Article:
• • • •
Some may tell you that songwriting is inherent.  I couldn’t disagree more.  Songwriting is a craft.  And like any other craft it can be honed by studying other popular songs, practicing different chord shapes, reading lots of books, and getting better at capturing melody to get it from your head to the handy recorder.

2.  Give Out FREE Music

I can’t say this enough:  GIVE YOUR BEST SONGS AWAY.  Corey Smith gives away the most popular songs on each of his records.  You know what happens?  Something like 7 out of 10 people come back to buy the rest of the record!

And what happens to the other 3?  Welp, no one really knows for sure I guess.  But, they have your music and chances are they are going to let someone else listen to it which is certainly going to translate into MORE PEOPLE AT YOUR SHOWS.
• • • •
Your objective: Reproduce the part of the songwriting advice starting with "I can’t say" and going on through "of the record!", word for word.

(Boundary labeling data)
• • • •
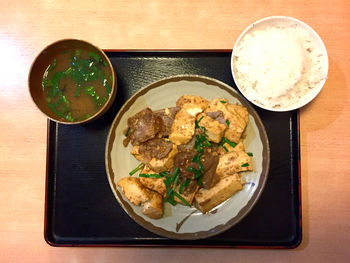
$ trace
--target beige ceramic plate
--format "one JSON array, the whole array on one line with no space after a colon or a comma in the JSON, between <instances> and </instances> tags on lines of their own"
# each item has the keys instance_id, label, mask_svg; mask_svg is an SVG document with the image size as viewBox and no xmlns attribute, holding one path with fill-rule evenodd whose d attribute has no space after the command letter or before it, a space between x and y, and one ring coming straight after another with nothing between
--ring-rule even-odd
<instances>
[{"instance_id":1,"label":"beige ceramic plate","mask_svg":"<svg viewBox=\"0 0 350 263\"><path fill-rule=\"evenodd\" d=\"M208 100L226 98L248 108L249 125L246 130L245 147L252 152L254 172L244 174L246 184L242 191L207 214L182 205L175 207L166 203L161 219L150 219L141 208L132 205L116 186L119 179L129 176L139 162L130 154L131 145L123 146L123 130L127 119L145 107L153 110L175 106L183 94L199 95ZM182 75L162 79L134 94L114 119L106 144L106 171L111 189L124 208L137 223L149 231L173 239L200 239L219 234L237 224L252 209L266 183L270 165L270 149L265 128L255 112L230 86L203 76ZM132 229L130 229L132 231Z\"/></svg>"}]
</instances>

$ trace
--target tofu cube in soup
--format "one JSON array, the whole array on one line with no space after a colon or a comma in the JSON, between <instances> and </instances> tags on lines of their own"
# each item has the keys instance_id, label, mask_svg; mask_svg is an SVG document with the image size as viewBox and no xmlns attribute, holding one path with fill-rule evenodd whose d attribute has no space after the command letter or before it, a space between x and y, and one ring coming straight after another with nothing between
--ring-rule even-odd
<instances>
[{"instance_id":1,"label":"tofu cube in soup","mask_svg":"<svg viewBox=\"0 0 350 263\"><path fill-rule=\"evenodd\" d=\"M195 206L203 214L230 198L243 186L237 174L222 178L214 187L210 189L201 188L195 196Z\"/></svg>"},{"instance_id":2,"label":"tofu cube in soup","mask_svg":"<svg viewBox=\"0 0 350 263\"><path fill-rule=\"evenodd\" d=\"M235 143L239 141L248 124L248 119L245 115L245 111L248 114L248 110L237 106L230 104L226 99L214 99L209 102L205 110L206 112L221 111L224 114L224 118L228 123L224 136Z\"/></svg>"},{"instance_id":3,"label":"tofu cube in soup","mask_svg":"<svg viewBox=\"0 0 350 263\"><path fill-rule=\"evenodd\" d=\"M151 192L150 199L142 204L142 213L150 218L158 219L163 216L163 198L156 192Z\"/></svg>"},{"instance_id":4,"label":"tofu cube in soup","mask_svg":"<svg viewBox=\"0 0 350 263\"><path fill-rule=\"evenodd\" d=\"M196 118L189 114L186 110L181 109L176 113L169 140L176 144L186 144L194 135Z\"/></svg>"},{"instance_id":5,"label":"tofu cube in soup","mask_svg":"<svg viewBox=\"0 0 350 263\"><path fill-rule=\"evenodd\" d=\"M238 172L251 171L252 160L246 152L233 151L220 155L216 173L221 177L227 177Z\"/></svg>"},{"instance_id":6,"label":"tofu cube in soup","mask_svg":"<svg viewBox=\"0 0 350 263\"><path fill-rule=\"evenodd\" d=\"M155 171L152 171L147 165L141 171L141 174L158 174ZM140 182L146 188L156 191L163 197L166 196L166 187L163 182L164 178L151 178L151 177L140 177Z\"/></svg>"},{"instance_id":7,"label":"tofu cube in soup","mask_svg":"<svg viewBox=\"0 0 350 263\"><path fill-rule=\"evenodd\" d=\"M150 198L151 191L145 188L136 177L124 177L118 181L118 186L134 205L140 205Z\"/></svg>"},{"instance_id":8,"label":"tofu cube in soup","mask_svg":"<svg viewBox=\"0 0 350 263\"><path fill-rule=\"evenodd\" d=\"M195 117L207 108L208 101L200 96L183 95L177 100L176 106Z\"/></svg>"},{"instance_id":9,"label":"tofu cube in soup","mask_svg":"<svg viewBox=\"0 0 350 263\"><path fill-rule=\"evenodd\" d=\"M153 171L161 173L168 171L171 169L171 167L173 167L174 157L178 153L177 146L175 144L172 144L171 151L162 159L157 159L155 157L149 159L144 154L140 153L140 147L141 146L134 146L131 150L131 154L134 155L137 160L147 164Z\"/></svg>"},{"instance_id":10,"label":"tofu cube in soup","mask_svg":"<svg viewBox=\"0 0 350 263\"><path fill-rule=\"evenodd\" d=\"M136 177L125 177L118 181L125 197L134 205L142 206L142 213L157 219L163 216L163 197L147 189Z\"/></svg>"},{"instance_id":11,"label":"tofu cube in soup","mask_svg":"<svg viewBox=\"0 0 350 263\"><path fill-rule=\"evenodd\" d=\"M208 140L219 143L224 135L227 125L221 124L220 122L210 118L205 113L197 116L198 125L206 129Z\"/></svg>"},{"instance_id":12,"label":"tofu cube in soup","mask_svg":"<svg viewBox=\"0 0 350 263\"><path fill-rule=\"evenodd\" d=\"M225 142L223 143L222 147L219 147L218 149L218 154L226 154L228 152L245 152L242 138L239 140L235 147L232 147L230 144Z\"/></svg>"}]
</instances>

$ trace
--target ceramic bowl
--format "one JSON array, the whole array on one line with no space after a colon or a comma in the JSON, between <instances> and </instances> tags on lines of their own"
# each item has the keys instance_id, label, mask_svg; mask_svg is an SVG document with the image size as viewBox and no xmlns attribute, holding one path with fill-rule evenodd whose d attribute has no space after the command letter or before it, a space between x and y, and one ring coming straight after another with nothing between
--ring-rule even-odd
<instances>
[{"instance_id":1,"label":"ceramic bowl","mask_svg":"<svg viewBox=\"0 0 350 263\"><path fill-rule=\"evenodd\" d=\"M294 54L300 54L302 64L295 62ZM291 65L290 69L277 66L281 62ZM256 106L270 111L295 110L312 101L324 86L327 50L319 35L305 23L286 16L267 17L249 25L238 37L231 71L239 91ZM296 84L291 85L291 79Z\"/></svg>"},{"instance_id":2,"label":"ceramic bowl","mask_svg":"<svg viewBox=\"0 0 350 263\"><path fill-rule=\"evenodd\" d=\"M48 102L46 100L46 94L43 92L43 88L42 88L43 75L47 67L52 63L52 61L58 54L62 54L63 52L71 49L85 49L96 53L104 61L107 62L107 66L110 69L111 76L112 76L111 92L107 101L94 115L79 121L68 121L57 116L49 108ZM108 110L108 108L113 104L117 93L115 72L106 54L100 48L94 46L93 44L83 40L78 40L78 39L59 40L57 42L54 42L48 45L44 50L42 50L40 54L36 57L36 59L34 60L30 68L28 86L29 86L30 95L34 103L36 104L36 106L39 108L39 110L43 114L45 114L47 118L63 124L87 123L101 117Z\"/></svg>"}]
</instances>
• • • •
Written solution:
I can’t say this enough:  GIVE YOUR BEST SONGS AWAY.  Corey Smith gives away the most popular songs on each of his records.  You know what happens?  Something like 7 out of 10 people come back to buy the rest of the record!